__Task requirements__. Please format the data below as a Markdown table with the columns Row and Line, numbering each line of the data in order and leaving out any blank lines.

__Dataset records__.
+++++
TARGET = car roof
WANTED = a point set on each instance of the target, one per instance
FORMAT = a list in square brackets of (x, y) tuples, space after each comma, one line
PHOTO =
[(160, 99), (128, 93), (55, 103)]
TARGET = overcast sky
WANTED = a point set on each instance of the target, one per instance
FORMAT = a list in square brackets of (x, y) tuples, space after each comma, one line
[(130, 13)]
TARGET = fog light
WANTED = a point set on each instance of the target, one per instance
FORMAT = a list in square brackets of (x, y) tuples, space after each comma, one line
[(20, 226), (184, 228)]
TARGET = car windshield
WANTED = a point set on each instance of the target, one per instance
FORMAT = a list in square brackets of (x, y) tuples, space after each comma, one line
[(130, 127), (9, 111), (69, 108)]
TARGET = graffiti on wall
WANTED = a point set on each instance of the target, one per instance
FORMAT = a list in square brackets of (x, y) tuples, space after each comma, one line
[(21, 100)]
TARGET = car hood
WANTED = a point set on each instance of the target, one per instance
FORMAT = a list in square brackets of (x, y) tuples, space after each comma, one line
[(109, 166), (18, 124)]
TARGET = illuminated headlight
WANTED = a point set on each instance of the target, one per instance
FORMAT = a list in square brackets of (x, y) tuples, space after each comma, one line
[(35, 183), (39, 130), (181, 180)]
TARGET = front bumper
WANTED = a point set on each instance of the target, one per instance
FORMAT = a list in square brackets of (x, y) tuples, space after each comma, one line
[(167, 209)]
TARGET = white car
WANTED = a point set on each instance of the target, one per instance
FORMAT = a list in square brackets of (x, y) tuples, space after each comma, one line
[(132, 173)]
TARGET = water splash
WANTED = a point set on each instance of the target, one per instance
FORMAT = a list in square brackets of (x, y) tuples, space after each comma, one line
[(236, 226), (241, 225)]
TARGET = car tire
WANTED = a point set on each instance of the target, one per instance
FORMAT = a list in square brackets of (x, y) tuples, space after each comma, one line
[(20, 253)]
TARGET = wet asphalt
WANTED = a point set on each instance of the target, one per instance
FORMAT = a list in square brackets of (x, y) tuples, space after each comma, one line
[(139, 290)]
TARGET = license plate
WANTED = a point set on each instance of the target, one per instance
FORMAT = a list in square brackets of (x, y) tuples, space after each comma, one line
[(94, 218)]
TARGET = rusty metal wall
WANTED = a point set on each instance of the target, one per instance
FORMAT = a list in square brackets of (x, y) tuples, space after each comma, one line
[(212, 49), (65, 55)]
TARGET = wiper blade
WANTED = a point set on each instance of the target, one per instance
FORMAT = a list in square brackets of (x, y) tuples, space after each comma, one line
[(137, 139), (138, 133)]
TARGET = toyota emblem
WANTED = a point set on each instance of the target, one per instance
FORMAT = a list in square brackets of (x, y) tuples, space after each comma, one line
+++++
__Task output__.
| Row | Line |
|---|---|
| 1 | TARGET = car roof |
| 2 | WANTED = a point set on each instance of the target, one per instance |
| 3 | FORMAT = a list in square brackets of (x, y) tuples, space after each comma, one line |
| 4 | PHOTO = |
| 5 | [(160, 99), (128, 93), (55, 103)] |
| 6 | TARGET = overcast sky |
| 7 | WANTED = a point set on each instance of the target, one per instance |
| 8 | FORMAT = a list in square brackets of (x, y) tuples, space after each comma, one line |
| 9 | [(130, 13)] |
| 10 | TARGET = fog light |
| 11 | WANTED = a point set on each instance of the target, one per instance |
| 12 | FORMAT = a list in square brackets of (x, y) tuples, space after each comma, one line |
| 13 | [(20, 226), (184, 228)] |
| 14 | TARGET = car windshield |
| 15 | WANTED = a point set on each instance of the target, one per instance |
| 16 | FORMAT = a list in square brackets of (x, y) tuples, space after each comma, one line |
| 17 | [(130, 127), (9, 111), (69, 108)] |
| 18 | TARGET = graffiti on wall |
| 19 | WANTED = a point set on each instance of the target, one per instance |
| 20 | FORMAT = a list in square brackets of (x, y) tuples, space after each comma, one line |
| 21 | [(21, 100)] |
| 22 | TARGET = car hood |
| 23 | WANTED = a point set on each instance of the target, one per instance |
| 24 | FORMAT = a list in square brackets of (x, y) tuples, space after each comma, one line |
| 25 | [(109, 166), (18, 124)] |
| 26 | TARGET = illuminated headlight |
| 27 | WANTED = a point set on each instance of the target, one per instance |
| 28 | FORMAT = a list in square brackets of (x, y) tuples, space after each comma, one line |
| 29 | [(35, 183), (39, 130), (181, 180)] |
| 30 | TARGET = front bumper |
| 31 | WANTED = a point set on each instance of the target, one per instance |
| 32 | FORMAT = a list in square brackets of (x, y) tuples, space after each comma, one line |
| 33 | [(167, 209)] |
| 34 | TARGET = white car |
| 35 | WANTED = a point set on each instance of the target, one per instance |
| 36 | FORMAT = a list in square brackets of (x, y) tuples, space after each comma, one line |
| 37 | [(132, 173)] |
| 38 | TARGET = water splash |
| 39 | WANTED = a point set on each instance of the target, one per instance |
| 40 | FORMAT = a list in square brackets of (x, y) tuples, space after each comma, one line |
| 41 | [(236, 226), (241, 225)] |
| 42 | TARGET = car tire |
| 43 | WANTED = a point set on each instance of the target, one per instance |
| 44 | FORMAT = a list in square brackets of (x, y) tuples, space after each comma, one line |
| 45 | [(20, 253)] |
| 46 | TARGET = wet asphalt |
| 47 | WANTED = a point set on each instance of the target, one per instance |
| 48 | FORMAT = a list in square brackets of (x, y) tuples, space after each comma, one line |
| 49 | [(139, 290)] |
| 50 | TARGET = license plate |
| 51 | WANTED = a point set on each instance of the target, one per instance |
| 52 | FORMAT = a list in square brackets of (x, y) tuples, space after each comma, one line |
| 53 | [(94, 218)] |
| 54 | TARGET = rusty metal wall |
| 55 | WANTED = a point set on each instance of the target, one per instance |
| 56 | FORMAT = a list in square brackets of (x, y) tuples, space after each comma, one line |
| 57 | [(212, 49), (65, 55)] |
| 58 | TARGET = wiper blade |
| 59 | WANTED = a point set on each instance of the target, one per instance |
| 60 | FORMAT = a list in square brackets of (x, y) tuples, space after each comma, one line |
| 61 | [(137, 139), (138, 133)] |
| 62 | TARGET = toyota emblem |
| 63 | WANTED = a point set on each instance of the target, one per instance |
| 64 | FORMAT = a list in square brackets of (x, y) tuples, space after each comma, one line |